--- REQUEST ---
Copy out every line of the material below that contains the string "rough". Letter case counts.

--- RECORD EXTRACTS ---
════════════════════
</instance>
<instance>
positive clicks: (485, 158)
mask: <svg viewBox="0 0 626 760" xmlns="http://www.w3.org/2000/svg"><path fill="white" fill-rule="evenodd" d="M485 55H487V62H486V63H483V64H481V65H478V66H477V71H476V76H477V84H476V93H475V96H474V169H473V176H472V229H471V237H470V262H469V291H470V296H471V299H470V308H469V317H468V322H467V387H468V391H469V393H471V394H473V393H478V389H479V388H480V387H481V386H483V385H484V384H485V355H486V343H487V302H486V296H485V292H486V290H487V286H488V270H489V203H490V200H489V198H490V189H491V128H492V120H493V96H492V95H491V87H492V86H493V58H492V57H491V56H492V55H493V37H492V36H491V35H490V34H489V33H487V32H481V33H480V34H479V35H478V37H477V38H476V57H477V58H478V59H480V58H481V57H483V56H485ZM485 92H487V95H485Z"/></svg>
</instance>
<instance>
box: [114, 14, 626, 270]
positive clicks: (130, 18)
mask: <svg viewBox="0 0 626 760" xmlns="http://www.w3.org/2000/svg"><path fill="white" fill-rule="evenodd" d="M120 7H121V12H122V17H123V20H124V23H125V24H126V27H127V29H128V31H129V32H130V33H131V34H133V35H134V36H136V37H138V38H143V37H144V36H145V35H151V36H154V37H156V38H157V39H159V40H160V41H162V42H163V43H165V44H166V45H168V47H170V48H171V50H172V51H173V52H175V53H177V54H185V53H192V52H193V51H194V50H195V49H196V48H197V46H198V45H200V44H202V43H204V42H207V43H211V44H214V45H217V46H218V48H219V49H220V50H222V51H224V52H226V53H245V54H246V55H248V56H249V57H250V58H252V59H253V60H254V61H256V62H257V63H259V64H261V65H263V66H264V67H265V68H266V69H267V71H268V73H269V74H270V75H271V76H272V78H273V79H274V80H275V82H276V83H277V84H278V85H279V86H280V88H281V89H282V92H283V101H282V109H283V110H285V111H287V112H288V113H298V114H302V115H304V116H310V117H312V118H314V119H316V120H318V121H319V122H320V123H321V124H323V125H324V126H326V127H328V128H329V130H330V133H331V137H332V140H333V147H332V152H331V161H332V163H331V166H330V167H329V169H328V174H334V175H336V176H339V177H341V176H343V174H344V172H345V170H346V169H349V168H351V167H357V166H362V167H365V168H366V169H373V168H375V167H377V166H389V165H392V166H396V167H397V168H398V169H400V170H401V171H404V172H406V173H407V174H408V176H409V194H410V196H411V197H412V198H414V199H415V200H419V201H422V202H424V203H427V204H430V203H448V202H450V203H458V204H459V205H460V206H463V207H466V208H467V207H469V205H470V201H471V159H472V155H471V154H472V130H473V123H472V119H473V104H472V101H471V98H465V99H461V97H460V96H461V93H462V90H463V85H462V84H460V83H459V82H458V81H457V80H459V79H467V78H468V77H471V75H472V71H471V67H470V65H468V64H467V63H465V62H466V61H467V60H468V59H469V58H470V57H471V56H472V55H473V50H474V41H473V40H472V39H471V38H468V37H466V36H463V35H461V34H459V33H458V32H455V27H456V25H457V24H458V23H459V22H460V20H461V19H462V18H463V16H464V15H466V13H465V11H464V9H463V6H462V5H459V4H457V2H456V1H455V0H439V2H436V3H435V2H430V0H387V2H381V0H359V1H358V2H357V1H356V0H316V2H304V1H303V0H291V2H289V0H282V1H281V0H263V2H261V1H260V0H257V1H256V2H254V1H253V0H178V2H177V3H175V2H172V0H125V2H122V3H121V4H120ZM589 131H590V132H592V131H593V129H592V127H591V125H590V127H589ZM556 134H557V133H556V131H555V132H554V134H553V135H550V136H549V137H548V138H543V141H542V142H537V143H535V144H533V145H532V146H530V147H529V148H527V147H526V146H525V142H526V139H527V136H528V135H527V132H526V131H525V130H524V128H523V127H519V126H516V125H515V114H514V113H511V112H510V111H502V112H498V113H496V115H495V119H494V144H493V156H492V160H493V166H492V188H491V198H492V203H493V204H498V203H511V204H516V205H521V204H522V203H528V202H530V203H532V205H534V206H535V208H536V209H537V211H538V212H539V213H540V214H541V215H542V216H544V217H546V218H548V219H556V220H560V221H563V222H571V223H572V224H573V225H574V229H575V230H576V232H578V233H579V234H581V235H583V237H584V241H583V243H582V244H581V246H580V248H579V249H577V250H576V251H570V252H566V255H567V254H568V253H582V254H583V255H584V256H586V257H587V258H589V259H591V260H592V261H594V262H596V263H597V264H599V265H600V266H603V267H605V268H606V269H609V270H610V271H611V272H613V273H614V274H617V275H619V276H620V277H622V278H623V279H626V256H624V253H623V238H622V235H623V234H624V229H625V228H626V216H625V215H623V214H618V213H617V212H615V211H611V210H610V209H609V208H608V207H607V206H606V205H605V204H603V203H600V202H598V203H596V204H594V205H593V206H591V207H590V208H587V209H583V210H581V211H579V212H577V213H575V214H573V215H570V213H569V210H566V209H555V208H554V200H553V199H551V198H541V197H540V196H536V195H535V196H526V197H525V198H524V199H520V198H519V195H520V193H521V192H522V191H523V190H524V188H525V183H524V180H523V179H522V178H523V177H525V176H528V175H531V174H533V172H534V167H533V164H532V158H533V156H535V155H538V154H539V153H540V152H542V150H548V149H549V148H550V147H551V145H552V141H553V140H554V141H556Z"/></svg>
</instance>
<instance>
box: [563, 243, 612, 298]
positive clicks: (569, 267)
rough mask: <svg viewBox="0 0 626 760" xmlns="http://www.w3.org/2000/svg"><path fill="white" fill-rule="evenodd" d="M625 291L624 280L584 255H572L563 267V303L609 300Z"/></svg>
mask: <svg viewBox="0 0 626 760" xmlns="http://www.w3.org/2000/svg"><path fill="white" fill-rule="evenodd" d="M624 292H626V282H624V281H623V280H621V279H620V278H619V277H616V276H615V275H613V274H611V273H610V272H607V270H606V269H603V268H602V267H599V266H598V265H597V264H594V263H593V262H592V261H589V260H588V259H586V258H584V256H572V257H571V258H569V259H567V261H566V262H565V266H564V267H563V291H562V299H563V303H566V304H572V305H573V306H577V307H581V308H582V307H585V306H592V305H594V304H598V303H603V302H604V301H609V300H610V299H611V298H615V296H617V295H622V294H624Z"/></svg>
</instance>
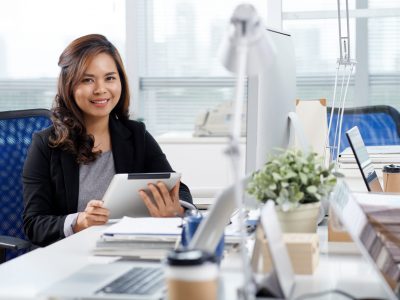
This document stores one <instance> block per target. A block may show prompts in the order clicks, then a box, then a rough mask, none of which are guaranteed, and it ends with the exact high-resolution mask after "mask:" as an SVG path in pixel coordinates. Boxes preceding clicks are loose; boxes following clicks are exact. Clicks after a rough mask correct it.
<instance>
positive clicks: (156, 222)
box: [103, 217, 182, 235]
mask: <svg viewBox="0 0 400 300" xmlns="http://www.w3.org/2000/svg"><path fill="white" fill-rule="evenodd" d="M181 231H182V219H181V218H130V217H123V218H122V219H121V221H119V222H118V223H116V224H114V225H111V226H110V227H108V228H107V229H105V230H104V232H103V234H104V235H180V234H181Z"/></svg>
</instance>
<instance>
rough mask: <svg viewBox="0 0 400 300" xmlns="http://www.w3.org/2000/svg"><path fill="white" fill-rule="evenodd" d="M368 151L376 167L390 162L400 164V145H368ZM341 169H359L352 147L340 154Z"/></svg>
mask: <svg viewBox="0 0 400 300" xmlns="http://www.w3.org/2000/svg"><path fill="white" fill-rule="evenodd" d="M367 152H368V154H369V157H370V159H371V161H372V163H373V164H374V167H375V169H382V168H383V166H385V165H389V164H400V146H394V145H390V146H367ZM339 167H340V168H341V169H358V166H357V162H356V160H355V157H354V154H353V151H352V150H351V148H350V147H348V148H346V149H345V150H343V152H342V153H340V155H339Z"/></svg>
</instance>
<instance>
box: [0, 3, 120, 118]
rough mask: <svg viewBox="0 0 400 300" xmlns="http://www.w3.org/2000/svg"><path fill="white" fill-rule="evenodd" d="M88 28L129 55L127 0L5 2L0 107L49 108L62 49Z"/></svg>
mask: <svg viewBox="0 0 400 300" xmlns="http://www.w3.org/2000/svg"><path fill="white" fill-rule="evenodd" d="M94 8H95V9H94ZM89 33H100V34H103V35H105V36H107V37H108V38H109V39H110V40H111V41H112V42H113V43H114V44H115V45H116V47H117V48H118V49H119V50H120V52H121V54H122V55H124V52H125V1H124V0H86V1H79V0H69V1H52V0H36V1H29V0H15V1H0V99H1V101H0V110H13V109H26V108H35V107H43V108H50V107H51V103H52V101H53V98H54V96H55V91H56V78H57V76H58V73H59V67H58V66H57V63H58V58H59V56H60V54H61V52H62V51H63V50H64V48H65V47H66V46H67V45H68V44H69V43H70V42H71V41H72V40H73V39H75V38H77V37H79V36H82V35H85V34H89Z"/></svg>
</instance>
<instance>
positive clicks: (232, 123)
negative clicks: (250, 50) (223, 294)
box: [226, 38, 255, 300]
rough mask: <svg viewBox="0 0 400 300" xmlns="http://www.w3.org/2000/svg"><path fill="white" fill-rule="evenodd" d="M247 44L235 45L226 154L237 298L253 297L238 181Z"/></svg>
mask: <svg viewBox="0 0 400 300" xmlns="http://www.w3.org/2000/svg"><path fill="white" fill-rule="evenodd" d="M247 50H248V49H247V44H246V42H245V41H244V40H243V38H242V39H241V40H240V41H239V44H238V45H237V53H238V57H237V60H238V62H237V63H238V64H237V67H238V69H237V75H236V88H235V104H234V105H235V108H234V115H233V122H232V123H231V136H230V143H229V146H228V150H227V151H226V154H227V155H228V156H229V158H230V161H231V165H232V171H233V176H234V183H235V190H234V198H235V202H236V205H237V207H238V210H239V213H238V221H239V231H240V247H241V251H240V252H241V256H242V265H243V275H244V283H243V288H241V289H239V291H238V296H239V299H245V300H251V299H254V298H255V284H254V281H253V275H252V271H251V266H250V261H249V256H248V253H247V247H246V228H245V225H244V214H245V212H244V204H243V187H242V184H241V182H240V156H241V153H240V146H239V144H240V133H241V123H242V122H241V121H242V109H243V101H244V84H245V74H246V62H247Z"/></svg>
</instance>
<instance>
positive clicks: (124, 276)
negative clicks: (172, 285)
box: [97, 267, 165, 295]
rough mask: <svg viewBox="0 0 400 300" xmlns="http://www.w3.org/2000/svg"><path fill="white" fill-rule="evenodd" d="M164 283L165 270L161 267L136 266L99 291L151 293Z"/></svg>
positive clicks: (97, 292)
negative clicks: (153, 267) (159, 267)
mask: <svg viewBox="0 0 400 300" xmlns="http://www.w3.org/2000/svg"><path fill="white" fill-rule="evenodd" d="M164 285H165V283H164V272H163V270H162V269H161V268H149V267H145V268H140V267H134V268H133V269H132V270H130V271H128V272H127V273H124V274H123V275H122V276H120V277H118V278H117V279H115V280H114V281H112V282H111V283H109V284H107V285H106V286H105V287H103V288H102V289H100V290H99V291H97V293H104V294H127V295H151V294H154V292H156V291H157V290H159V289H160V287H162V286H164Z"/></svg>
════════════════════
--- WRITTEN SOLUTION ---
rough mask: <svg viewBox="0 0 626 760" xmlns="http://www.w3.org/2000/svg"><path fill="white" fill-rule="evenodd" d="M625 291L624 280L584 255H572L563 267V303L609 300Z"/></svg>
This document stores one <instance> block per target. A block may show prompts in the order clicks, then a box, then a rough mask, none of which are guaranteed, and it ends with the exact high-resolution mask after "mask:" as an SVG path in pixel coordinates. Boxes preceding clicks are loose; boxes following clicks are exact. Clicks after a rough mask correct it.
rough mask: <svg viewBox="0 0 400 300" xmlns="http://www.w3.org/2000/svg"><path fill="white" fill-rule="evenodd" d="M368 151L376 167L390 162L400 164V145H368ZM341 169H359L352 147L340 154Z"/></svg>
rough mask: <svg viewBox="0 0 400 300" xmlns="http://www.w3.org/2000/svg"><path fill="white" fill-rule="evenodd" d="M88 28L129 55L127 0L5 2L0 107L49 108L62 49Z"/></svg>
rough mask: <svg viewBox="0 0 400 300" xmlns="http://www.w3.org/2000/svg"><path fill="white" fill-rule="evenodd" d="M247 44L235 45L226 154L237 298L253 297L238 181Z"/></svg>
rough mask: <svg viewBox="0 0 400 300" xmlns="http://www.w3.org/2000/svg"><path fill="white" fill-rule="evenodd" d="M164 283L165 270L161 267L136 266L99 291L151 293Z"/></svg>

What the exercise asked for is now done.